[Work request] From first line to last, output the records below exactly.

[Excerpted records]
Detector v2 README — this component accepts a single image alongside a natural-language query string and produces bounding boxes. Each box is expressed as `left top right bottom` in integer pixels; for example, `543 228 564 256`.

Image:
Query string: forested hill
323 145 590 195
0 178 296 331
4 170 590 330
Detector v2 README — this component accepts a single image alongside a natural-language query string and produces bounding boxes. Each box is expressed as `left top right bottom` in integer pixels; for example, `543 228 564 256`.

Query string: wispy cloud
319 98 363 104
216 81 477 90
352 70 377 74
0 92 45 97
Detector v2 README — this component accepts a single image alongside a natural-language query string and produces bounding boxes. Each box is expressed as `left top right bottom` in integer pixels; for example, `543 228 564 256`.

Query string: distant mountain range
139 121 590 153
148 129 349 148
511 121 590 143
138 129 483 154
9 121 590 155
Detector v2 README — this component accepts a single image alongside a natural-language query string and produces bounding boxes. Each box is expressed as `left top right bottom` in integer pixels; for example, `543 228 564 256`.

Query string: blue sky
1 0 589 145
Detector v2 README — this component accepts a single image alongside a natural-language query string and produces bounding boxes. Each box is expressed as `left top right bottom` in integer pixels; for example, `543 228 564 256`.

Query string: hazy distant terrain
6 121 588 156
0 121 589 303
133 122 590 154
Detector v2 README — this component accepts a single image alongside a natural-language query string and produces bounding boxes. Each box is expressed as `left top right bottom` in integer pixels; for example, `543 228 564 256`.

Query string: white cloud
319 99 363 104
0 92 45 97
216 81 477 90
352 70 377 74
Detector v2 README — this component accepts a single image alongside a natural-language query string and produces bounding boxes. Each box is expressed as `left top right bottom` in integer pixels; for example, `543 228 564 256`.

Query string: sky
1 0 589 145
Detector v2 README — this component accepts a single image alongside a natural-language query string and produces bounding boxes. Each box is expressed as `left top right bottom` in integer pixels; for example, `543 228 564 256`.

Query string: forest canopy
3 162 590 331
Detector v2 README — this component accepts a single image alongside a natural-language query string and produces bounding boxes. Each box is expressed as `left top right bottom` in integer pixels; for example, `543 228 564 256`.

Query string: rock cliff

[Task output]
Detector v2 README — this component accepts a single image alongside a natural-language query string and produces bounding boxes. Each box is expressed as `left top right bottom` in integer pixels; for example, `543 228 564 256`.

Image:
Query string: forested hill
323 145 590 195
0 178 296 331
4 170 590 330
Detector v2 README — this component accepts a single image alongside a natural-language query string and produces bounding boxes. Each box is expressed as `left top right bottom` in integer pixels; for example, `543 228 564 256`.

Query string: wispy cloud
319 98 363 104
216 81 477 90
352 70 377 74
0 92 45 97
Detector v2 README — this component accepts a single image alongside a natural-language query string and produces bounding boxes. Each box is expressed as `left top right bottom` in integer pixels; for example, `543 228 564 256`.

Query string: distant mountain range
139 121 590 153
148 129 349 148
511 121 590 143
138 129 483 154
9 121 590 155
Detector v2 README — this component accepts a single image alongside a natural-language query string and produces bounding boxes. Each box is expressed as `left top right bottom` in integer pixels; for example, `543 228 564 256`.

Query string: blue sky
1 0 589 145
Detector v2 README — this component accepts a single image alongside a natural-language query string and produces bounding boxes. Each box is expressed as `left top right bottom` in integer pixels; for example, `543 228 564 256`.

Query string: hazy distant terrain
6 121 588 156
0 121 589 303
133 122 590 154
Detector v2 README — this component accepts a single image alongside a natural-language query string and produces bounding boxes. Each box is expressed as `left top right bottom` in integer pixels; for example, `543 228 564 256`.

Query string: white cloud
319 99 363 104
0 92 45 97
216 81 477 90
352 70 377 74
Detector v2 README — this component accepts a single image alongside a natural-language query string and produces bounding boxes. Each box is expressed as `left top right bottom` in integer pixels; for example, `543 228 564 256`.

Query string: sky
1 0 589 145
Detector v2 README — this component accepts a single image alongside a natural-language query string and produces bounding boxes. Each box is expressed as `left top right bottom` in integer pixels; for example, `543 228 564 256`.

Query string: forest canopy
3 162 590 331
Detector v2 README — this component accepts a single image alongside a natural-language query string and produces bounding boxes. Each box is expressed as `left top right bottom` in integer pixels; for example, `543 228 564 256`.

Query string: rock cliff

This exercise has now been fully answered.